DIRECTION ▸
Find the line containing "the black wall". Reproduce it and every line after it up to the end of the records, exactly as written.
***** INPUT FOR THIS TASK *****
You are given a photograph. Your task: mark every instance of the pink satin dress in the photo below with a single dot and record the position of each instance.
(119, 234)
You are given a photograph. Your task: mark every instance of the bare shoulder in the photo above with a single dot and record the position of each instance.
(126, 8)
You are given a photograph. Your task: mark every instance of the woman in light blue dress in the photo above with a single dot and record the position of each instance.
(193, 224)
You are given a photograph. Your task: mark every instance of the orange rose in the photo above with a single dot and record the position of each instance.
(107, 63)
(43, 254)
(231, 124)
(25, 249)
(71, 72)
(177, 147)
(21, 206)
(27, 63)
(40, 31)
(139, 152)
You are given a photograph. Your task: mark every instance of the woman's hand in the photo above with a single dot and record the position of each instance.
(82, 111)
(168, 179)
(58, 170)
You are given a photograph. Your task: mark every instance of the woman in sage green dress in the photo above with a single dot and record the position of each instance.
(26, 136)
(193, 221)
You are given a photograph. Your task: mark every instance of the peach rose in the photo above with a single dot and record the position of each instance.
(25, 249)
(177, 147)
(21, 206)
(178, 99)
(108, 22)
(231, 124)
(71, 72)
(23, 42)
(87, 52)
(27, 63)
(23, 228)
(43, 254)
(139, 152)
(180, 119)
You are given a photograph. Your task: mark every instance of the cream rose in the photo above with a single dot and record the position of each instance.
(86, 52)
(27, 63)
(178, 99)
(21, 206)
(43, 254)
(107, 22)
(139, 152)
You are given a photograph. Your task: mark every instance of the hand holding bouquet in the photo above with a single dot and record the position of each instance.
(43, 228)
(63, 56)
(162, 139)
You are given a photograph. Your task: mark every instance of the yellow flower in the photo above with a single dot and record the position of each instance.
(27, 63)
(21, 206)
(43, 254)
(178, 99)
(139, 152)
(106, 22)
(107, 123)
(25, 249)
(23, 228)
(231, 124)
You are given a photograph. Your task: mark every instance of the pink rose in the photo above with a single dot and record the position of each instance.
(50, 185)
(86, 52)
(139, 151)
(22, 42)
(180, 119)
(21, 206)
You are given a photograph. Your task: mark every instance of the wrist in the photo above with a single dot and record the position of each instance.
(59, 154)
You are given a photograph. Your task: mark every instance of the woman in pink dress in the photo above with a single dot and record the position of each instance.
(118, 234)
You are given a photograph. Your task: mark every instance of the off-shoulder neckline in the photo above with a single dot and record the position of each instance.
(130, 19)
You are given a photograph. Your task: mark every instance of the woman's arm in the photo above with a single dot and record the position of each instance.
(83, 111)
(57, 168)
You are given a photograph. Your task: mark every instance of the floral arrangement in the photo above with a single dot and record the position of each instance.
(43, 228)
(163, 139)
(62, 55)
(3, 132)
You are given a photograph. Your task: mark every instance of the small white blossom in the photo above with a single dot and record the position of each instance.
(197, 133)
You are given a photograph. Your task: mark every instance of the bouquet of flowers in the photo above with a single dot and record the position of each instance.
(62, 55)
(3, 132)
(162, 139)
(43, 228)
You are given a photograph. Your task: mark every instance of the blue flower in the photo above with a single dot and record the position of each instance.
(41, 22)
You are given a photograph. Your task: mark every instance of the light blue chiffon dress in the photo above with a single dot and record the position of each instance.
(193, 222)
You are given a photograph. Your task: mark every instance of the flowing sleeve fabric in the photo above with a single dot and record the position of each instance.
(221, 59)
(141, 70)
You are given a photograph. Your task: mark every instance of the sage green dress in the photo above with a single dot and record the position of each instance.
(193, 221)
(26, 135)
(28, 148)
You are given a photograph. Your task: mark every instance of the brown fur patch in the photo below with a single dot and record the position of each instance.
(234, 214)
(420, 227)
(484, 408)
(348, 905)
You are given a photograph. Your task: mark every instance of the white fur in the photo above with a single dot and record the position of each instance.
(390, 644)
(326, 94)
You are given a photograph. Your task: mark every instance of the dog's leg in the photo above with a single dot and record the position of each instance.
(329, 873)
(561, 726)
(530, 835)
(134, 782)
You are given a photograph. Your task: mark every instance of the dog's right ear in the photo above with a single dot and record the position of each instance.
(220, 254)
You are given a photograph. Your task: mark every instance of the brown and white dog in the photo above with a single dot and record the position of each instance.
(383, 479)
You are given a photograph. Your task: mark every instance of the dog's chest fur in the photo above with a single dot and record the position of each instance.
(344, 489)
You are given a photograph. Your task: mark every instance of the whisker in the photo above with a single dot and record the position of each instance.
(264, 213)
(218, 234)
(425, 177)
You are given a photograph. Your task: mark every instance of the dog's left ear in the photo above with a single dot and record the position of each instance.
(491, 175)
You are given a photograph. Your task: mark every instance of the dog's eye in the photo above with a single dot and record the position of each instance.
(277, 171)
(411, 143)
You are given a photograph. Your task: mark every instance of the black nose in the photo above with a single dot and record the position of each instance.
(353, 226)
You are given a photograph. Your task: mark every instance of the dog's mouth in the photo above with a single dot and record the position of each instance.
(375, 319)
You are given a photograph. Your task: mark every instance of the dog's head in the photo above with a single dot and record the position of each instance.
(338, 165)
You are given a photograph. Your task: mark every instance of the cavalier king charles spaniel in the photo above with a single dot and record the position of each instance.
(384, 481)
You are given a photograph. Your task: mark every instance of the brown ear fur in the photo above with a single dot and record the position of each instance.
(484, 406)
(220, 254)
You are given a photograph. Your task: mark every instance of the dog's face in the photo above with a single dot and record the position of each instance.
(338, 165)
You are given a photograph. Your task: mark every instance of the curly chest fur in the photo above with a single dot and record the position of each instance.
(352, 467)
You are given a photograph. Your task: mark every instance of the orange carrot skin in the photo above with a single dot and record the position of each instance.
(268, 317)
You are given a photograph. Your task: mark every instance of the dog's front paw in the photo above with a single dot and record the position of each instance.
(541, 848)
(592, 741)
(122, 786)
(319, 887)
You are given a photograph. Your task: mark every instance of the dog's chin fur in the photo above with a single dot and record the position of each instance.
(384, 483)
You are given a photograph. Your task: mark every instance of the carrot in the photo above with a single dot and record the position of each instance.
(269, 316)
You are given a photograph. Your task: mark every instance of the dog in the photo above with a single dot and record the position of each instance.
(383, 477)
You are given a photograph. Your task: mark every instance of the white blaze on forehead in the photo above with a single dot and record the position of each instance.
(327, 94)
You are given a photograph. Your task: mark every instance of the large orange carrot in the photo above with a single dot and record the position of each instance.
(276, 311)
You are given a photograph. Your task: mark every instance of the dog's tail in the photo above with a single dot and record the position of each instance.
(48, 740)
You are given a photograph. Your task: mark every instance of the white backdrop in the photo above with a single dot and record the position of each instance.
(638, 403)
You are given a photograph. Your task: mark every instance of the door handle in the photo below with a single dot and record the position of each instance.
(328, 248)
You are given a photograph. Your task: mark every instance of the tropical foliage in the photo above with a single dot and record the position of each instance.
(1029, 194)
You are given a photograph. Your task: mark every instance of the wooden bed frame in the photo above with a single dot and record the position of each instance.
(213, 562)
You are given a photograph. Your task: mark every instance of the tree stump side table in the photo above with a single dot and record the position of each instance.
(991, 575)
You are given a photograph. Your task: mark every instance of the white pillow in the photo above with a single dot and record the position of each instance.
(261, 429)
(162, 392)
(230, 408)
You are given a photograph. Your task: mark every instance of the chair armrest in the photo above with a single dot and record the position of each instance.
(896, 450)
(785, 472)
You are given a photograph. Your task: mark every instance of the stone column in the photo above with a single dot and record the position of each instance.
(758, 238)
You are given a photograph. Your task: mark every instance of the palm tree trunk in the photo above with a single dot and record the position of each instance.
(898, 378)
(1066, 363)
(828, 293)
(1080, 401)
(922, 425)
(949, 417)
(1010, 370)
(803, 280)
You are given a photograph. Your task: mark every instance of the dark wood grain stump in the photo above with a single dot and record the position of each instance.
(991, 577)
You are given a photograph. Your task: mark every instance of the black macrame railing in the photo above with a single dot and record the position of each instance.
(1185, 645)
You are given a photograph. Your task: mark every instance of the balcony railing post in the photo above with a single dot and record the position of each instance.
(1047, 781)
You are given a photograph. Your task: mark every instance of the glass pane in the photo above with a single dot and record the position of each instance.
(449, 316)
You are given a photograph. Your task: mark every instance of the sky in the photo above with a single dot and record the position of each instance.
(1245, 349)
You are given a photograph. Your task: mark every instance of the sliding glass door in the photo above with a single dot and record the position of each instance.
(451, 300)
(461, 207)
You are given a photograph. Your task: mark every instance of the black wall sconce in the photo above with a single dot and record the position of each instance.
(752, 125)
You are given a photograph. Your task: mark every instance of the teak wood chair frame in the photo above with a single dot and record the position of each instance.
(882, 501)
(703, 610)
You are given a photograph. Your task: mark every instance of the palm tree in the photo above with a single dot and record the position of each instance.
*****
TASK ANSWER ▸
You are given a photograph. Your task: mark every instance of the black wall sconce in the photo above with a single dot and record the position of each instance.
(752, 125)
You are given a photograph. Your task: mark every instance of the teak wood chair frame in the photo above with a single dot and record the position of each instance.
(882, 501)
(703, 610)
You are given a photograph. Your task: mark every instance of the palm tree in the photo above with a single dot and record the position of each instance.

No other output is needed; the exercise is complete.